Stored records

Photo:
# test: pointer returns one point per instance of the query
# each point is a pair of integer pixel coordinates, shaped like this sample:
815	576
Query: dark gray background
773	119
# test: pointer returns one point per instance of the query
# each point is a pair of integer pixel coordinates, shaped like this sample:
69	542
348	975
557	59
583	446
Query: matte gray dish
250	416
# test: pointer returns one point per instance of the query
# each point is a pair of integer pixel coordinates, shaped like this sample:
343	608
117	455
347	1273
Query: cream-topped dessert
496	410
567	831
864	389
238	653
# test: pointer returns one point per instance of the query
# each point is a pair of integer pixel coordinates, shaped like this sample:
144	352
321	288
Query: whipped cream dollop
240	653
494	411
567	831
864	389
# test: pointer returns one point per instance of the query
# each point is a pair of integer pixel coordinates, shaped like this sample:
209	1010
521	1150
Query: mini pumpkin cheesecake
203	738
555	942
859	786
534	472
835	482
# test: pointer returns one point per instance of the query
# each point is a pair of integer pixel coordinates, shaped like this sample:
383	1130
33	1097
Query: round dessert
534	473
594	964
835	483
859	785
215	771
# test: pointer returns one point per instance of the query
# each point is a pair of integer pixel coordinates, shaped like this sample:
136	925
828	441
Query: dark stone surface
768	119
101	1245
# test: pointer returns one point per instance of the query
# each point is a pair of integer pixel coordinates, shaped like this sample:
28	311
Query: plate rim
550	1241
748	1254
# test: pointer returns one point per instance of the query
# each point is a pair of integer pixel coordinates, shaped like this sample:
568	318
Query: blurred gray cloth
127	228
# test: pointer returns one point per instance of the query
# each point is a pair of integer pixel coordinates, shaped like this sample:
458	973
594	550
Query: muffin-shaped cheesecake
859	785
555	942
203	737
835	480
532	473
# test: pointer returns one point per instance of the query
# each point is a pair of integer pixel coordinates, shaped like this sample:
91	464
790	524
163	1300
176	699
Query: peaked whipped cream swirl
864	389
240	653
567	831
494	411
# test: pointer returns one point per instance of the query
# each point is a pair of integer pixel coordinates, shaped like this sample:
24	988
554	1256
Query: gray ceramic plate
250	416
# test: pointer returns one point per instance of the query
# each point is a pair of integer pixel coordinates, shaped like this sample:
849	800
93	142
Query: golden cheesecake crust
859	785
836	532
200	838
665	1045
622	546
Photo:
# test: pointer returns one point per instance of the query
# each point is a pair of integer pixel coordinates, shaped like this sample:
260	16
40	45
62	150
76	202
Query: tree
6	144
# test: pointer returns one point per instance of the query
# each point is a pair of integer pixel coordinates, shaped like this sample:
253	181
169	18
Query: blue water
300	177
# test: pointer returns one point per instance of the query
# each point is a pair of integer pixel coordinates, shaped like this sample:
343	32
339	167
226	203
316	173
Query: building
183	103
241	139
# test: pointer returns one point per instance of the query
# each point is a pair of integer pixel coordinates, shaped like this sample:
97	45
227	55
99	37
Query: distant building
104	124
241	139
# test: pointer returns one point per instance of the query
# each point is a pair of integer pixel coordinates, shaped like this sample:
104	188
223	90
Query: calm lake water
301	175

**OBJECTIVE**
From the listing above, pick out every line that contains the word "dark". Matches are case-sensitive.

**THE OUTPUT**
Query: dark gray background
Query: dark stone surface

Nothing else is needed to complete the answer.